* [PAGE EXTRACT]:
The selection of a suitable substrate material for composite microwave acoustoelectronic devices is critical. Recently, it was shown [22, 23] that the use of single-crystal diamond as a PLS substrate makes it possible to significantly increase the operating frequency of a High overtone Bulk Acoustic Resonator (HBAR) based on bulk acoustic waves (BAW). In particular, BAW excitation in the PLS Al/(001)AlN/Mo/(001) diamond and Al/(Al, Sc) N/Mo/(001) diamond was obtained at a frequency of up to 20 GHz with a loaded Q-factor of ~13 000. Thus, a diamond single crystal should be of great interest as a promising substrate material for studying the SAW and LW.

The aim of this work is to consider the features of SAW and LW excitation and propagation in an Me-IDT/AlN/(100) diamond PLS, including the dispersion characteristics of their parameters in a broad microwave band.

SAW AND LW EXPERIMENTAL STUDY AT SHF IN PLS Me-IDT/AlN/(100) DIAMOND

SAW and LW can excited and detected in different ways, including an IDT applied to the surface of the piezoelectric medium. Currently, the technology for IDT manufacturing is well developed, which simplifies the study and application of LW in acoustoelectronic devices and nondestructive testing. Practical application of Rayleigh SAW (R) is usually limited to 2–3 GHz due to interaction with air and a significant increase in attenuation. In this sense, LWs propagating predominantly in the bulk of the substrate have a lower attenuation at higher frequencies. Compared to SH_n- and R-waves, LW can also have higher phase velocities.

As DUTs, we used single-port SAW resonators, which included an exciting IDT and two multistrip reflectors (MSR) (Fig. 1). Table 1 lists the main parameters of DUTs based on Me-IDT/AlN/(100) diamond PLS for studying SAW and LW propagation. For example, in DUT no. 1, we used unapodized equidistant IDT with an aperture of 350 μm and a period d = 18, 20, and 22 μm for three independent SAW resonators. There were 100 pins in the reflective array; the IDT had 50 pairs of pins. The distance between the IDT and MSR pins was equal to the gap between pins. The IDT synchronization frequency can be calculated using the well-known formula

$${{f}_{0}} = {V \mathord{\left/ {\vphantom {V d}} \right. \kern-0em} d},$$

(1)

where V is the phase velocity of Rayleigh waves or LW, and d = λ (λ is the Rayleigh or LW wavelength).

Fig. 1.

Diagram of SAW resonator with Me-IDT/AlN/diamond structure. SAW propagates along [110] direction in (001) plane of diamond; MSR, multistrip reflector.

Table 1.   Parameters of experimental samples

The Me = Pt, Al were chosen as the materials for the IDT electrodes. High-quality synthetic type-IIa single-crystal diamond with a low nitrogen content (~60 ppb), used as the substrate, was grown at the Technological Institute for Superhard and New Carbon Materials by the temperature gradient method under high pressure (5 GPa) and temperature (~1750 K) [24]. The roughness R_a of the diamond substrates, measured with an atomic force microscope (AFM), was within 0.2–2 nm on an area of 10 × 10 µm. All metal and piezoelectric AlN layers were deposited with AJA Orion 8 magnetron sputtering equipment. The crystal structure and texture quality of the AlN film were monitored with Panalytical Empyrean X-ray diffraction analysis equipment. Diffraction reflections (00⋅2) were mainly observed, which indicates a good orientation of aluminum nitride crystallites in the film. The FWHM of the rocking curve (00 · 2) was of about 0.2°. The roughness of the AlN film was less than 3 nm on an area of 10 × 10 µm.

* [SET OF TASKS]:
**a.** Duplicate the part of the diamond substrate excerpt starting at "The selection of" and ending at "SAW and LW.".
**b.** In the diamond substrate excerpt, what nitrogen content is given for the single-crystal diamond used as the substrate?
**c.** Take the diamond substrate excerpt further, continuing on from its final sentence.
The listing has no connection to the diamond substrate excerpt.

* [Dataset items]:
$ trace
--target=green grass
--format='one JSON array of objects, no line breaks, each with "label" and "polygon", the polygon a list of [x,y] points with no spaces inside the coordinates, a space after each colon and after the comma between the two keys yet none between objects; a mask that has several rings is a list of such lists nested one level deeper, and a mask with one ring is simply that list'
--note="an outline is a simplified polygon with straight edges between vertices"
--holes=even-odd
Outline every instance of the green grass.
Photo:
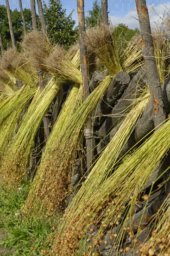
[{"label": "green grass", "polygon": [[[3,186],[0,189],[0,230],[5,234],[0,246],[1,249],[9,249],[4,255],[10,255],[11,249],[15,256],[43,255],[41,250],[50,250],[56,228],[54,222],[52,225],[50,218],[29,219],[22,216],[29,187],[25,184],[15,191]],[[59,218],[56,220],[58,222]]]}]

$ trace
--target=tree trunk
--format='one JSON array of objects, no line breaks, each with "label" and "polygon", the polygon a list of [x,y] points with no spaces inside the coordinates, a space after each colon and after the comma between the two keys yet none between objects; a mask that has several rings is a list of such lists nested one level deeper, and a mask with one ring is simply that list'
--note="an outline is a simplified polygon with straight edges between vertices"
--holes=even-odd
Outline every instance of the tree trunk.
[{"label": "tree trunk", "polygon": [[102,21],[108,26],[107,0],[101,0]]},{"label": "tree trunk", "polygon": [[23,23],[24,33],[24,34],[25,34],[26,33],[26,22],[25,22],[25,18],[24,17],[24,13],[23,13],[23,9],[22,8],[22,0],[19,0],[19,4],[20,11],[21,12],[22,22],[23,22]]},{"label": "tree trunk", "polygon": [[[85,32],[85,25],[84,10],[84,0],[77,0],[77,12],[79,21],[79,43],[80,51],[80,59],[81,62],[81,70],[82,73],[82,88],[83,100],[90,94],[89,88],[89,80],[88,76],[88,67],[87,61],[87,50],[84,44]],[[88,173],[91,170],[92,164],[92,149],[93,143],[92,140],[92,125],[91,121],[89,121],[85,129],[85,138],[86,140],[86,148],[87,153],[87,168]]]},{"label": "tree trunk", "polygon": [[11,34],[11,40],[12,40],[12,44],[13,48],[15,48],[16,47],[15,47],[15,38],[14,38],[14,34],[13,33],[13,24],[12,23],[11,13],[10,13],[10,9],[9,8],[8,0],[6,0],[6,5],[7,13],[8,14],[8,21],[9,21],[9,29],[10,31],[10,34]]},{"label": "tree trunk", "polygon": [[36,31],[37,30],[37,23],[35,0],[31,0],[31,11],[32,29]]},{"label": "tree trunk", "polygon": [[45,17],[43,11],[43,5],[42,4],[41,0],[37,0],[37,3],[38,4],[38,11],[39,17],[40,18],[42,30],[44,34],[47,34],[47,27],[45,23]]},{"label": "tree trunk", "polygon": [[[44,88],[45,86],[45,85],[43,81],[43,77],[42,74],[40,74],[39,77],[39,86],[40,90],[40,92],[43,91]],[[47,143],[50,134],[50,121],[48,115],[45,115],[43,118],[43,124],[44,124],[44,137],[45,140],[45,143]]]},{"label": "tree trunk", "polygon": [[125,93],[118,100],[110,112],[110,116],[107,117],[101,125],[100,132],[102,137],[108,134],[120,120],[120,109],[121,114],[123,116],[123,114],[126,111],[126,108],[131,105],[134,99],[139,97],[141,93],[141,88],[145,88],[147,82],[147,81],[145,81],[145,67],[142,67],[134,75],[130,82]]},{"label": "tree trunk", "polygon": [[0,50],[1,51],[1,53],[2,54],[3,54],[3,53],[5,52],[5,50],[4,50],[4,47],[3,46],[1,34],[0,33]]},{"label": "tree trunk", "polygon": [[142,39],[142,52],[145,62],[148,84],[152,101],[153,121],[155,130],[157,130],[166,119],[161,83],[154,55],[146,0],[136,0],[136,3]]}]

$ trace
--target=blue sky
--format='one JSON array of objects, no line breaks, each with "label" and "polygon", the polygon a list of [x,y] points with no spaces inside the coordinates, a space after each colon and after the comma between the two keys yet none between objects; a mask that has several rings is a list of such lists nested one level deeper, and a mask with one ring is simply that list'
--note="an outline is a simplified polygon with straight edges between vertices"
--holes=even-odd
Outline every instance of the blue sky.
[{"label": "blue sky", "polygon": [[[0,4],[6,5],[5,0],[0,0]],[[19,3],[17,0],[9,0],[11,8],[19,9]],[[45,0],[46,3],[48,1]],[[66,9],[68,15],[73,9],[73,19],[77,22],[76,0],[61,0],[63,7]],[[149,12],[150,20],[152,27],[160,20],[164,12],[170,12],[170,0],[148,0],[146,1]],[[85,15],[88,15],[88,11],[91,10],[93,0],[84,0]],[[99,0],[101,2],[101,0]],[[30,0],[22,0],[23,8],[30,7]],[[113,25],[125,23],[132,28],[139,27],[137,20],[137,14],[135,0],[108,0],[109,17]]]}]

* [PER-TASK OUTPUTS]:
**a.**
The selection of a suitable substrate material for composite microwave acoustoelectronic devices is critical. Recently, it was shown [22, 23] that the use of single-crystal diamond as a PLS substrate makes it possible to significantly increase the operating frequency of a High overtone Bulk Acoustic Resonator (HBAR) based on bulk acoustic waves (BAW). In particular, BAW excitation in the PLS Al/(001)AlN/Mo/(001) diamond and Al/(Al, Sc) N/Mo/(001) diamond was obtained at a frequency of up to 20 GHz with a loaded Q-factor of ~13 000. Thus, a diamond single crystal should be of great interest as a promising substrate material for studying the SAW and LW.

**b.** About 60 ppb.

**c.**
The frequency response of the DUTs was measured in the microwave range from 0.1 to 8 GHz using an E5071C vector network analyzer and an M 150 probe station. The electrical Q-factor of the resonance curves of SAW resonator was calculated with the E5071C software and standard calculation methods. The experimental frequency measurement accuracy with this analyzer was of ±0.1 kHz or better with an increasing the number of points. The SAW resonator measurements for this study were quite accurate, ±10 Hz. It should also be borne in mind that the accuracy in determining the IDT period was of ±(0.1–0.2) μm. Thus, the calculated value of the phase velocity error was practically limited by the value ±1 m/s. The method for determining the Q-factor at a level of –3 dB relative to the maximum impedance modulus was used as the main one. The impedance value Z_11e was cleaned with respect to the background. The detailed method for measuring and calculating Z_11e was described earlier [25]. Additional methods based on other resonator frequency response were also used. For example, when choosing the measured time delay parameter, τ_d, the Q-factor was calculated from the ratio Q = πf_aτ_d, where f_a is the antiresonance frequency. As a rule, the relative discrepancy between the Q values calculated by different methods did not exceed 10%.

When measuring the amplitude-frequency response, a sweep from 1001 to 1601 points was used. The analyzer screen simultaneously displayed the following data: the complex characteristics of the reflectance coefficient S₁₁, total Z₁₁, and cleaned Z_11e impedances; time delay τ_d; and the Smith diagram.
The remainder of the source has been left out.